Short problem> Reproduce the whole listing below word for word, leaving out the pictures.

Recorded information>
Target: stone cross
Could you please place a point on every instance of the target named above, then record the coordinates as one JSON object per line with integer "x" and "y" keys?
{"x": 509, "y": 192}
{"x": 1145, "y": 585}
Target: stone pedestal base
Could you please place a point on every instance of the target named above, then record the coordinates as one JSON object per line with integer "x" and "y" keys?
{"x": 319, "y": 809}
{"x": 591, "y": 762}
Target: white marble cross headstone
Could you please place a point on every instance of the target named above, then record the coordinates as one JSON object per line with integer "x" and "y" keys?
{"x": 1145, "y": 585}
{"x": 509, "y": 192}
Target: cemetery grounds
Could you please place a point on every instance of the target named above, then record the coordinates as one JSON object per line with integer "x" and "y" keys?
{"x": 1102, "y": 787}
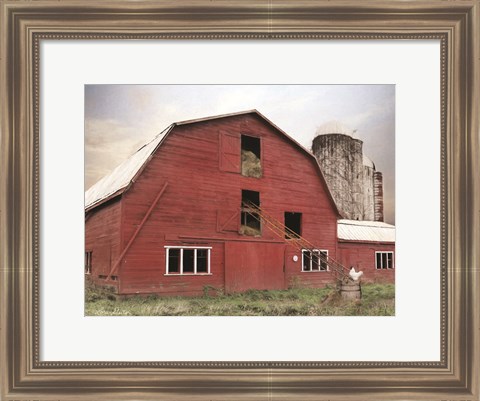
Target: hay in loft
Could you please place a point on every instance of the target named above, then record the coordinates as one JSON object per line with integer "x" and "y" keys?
{"x": 251, "y": 166}
{"x": 251, "y": 231}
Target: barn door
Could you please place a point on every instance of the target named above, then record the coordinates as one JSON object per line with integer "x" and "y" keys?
{"x": 254, "y": 266}
{"x": 229, "y": 152}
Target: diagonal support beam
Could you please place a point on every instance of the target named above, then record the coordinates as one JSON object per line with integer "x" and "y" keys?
{"x": 137, "y": 231}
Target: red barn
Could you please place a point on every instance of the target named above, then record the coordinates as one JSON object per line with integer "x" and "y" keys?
{"x": 225, "y": 203}
{"x": 369, "y": 246}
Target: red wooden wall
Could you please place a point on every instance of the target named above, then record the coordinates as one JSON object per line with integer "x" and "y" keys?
{"x": 362, "y": 257}
{"x": 103, "y": 236}
{"x": 204, "y": 191}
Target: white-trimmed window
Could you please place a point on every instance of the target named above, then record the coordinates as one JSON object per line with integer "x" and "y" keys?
{"x": 314, "y": 260}
{"x": 384, "y": 260}
{"x": 88, "y": 262}
{"x": 187, "y": 260}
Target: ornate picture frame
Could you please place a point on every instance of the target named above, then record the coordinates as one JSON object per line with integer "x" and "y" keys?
{"x": 24, "y": 24}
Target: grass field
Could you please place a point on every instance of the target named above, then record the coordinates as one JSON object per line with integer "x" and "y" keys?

Written response>
Target: stone cross
Could you please place a point on every instance of the target named above, then record the coordinates as one JSON object per line with integer "x" and "y" keys?
{"x": 509, "y": 192}
{"x": 1145, "y": 585}
Target: stone pedestal base
Could you please place a point on every instance of the target named above, then record the coordinates as one JSON object per line with integer "x" and "y" keys?
{"x": 319, "y": 809}
{"x": 591, "y": 762}
Target: white marble cross headstone
Could you please place a point on every instance of the target named above, then record the coordinates as one JSON object per line with integer "x" and "y" keys?
{"x": 1145, "y": 585}
{"x": 509, "y": 192}
Target: cemetery grounds
Could you please place a point on every instance of the target named above, then record the coordinates as one JSON object per line with integer "x" and "y" keys?
{"x": 1102, "y": 787}
Target: hay in loft
Could you please place a point on every instance of the target named above, then record the coordinates as one JSON object per line with integer "x" and "y" keys?
{"x": 251, "y": 166}
{"x": 251, "y": 231}
Target: barn door
Could you please place a point on every instance of the target named above, then record the coordinates as one JSON object per line with integer "x" and "y" keys?
{"x": 254, "y": 266}
{"x": 229, "y": 152}
Target: diagonal support beam
Could you please place a point on every instance of the target named above, then record the coordinates as one JSON object per line with integer "x" and "y" keys?
{"x": 137, "y": 231}
Target: red barn
Could you please place a point on every instance of the target named above, then record the coordinates as one JSON object per line with integer "x" and "y" keys?
{"x": 225, "y": 203}
{"x": 369, "y": 246}
Target: red wooden wall
Could you please place a point on every instance of the target named above, then record the coordinates as one JSON object per line with integer "x" and "y" keys?
{"x": 362, "y": 257}
{"x": 103, "y": 236}
{"x": 204, "y": 191}
Target: white-trimmed window
Could you please place a point on every instance of the target named above, then record the coordinates as one JSON object per line with integer "x" and "y" keys?
{"x": 314, "y": 260}
{"x": 384, "y": 260}
{"x": 88, "y": 262}
{"x": 187, "y": 260}
Target: ornate picture frame
Could you please place a point on every instance of the target named above, then record the coordinates as one JSON object per line with integer "x" and "y" keys?
{"x": 24, "y": 24}
Target: grass field
Could you please place a point on every instance of the target named above, then record the coordinates as one JSON object per line with integer "x" and "y" keys?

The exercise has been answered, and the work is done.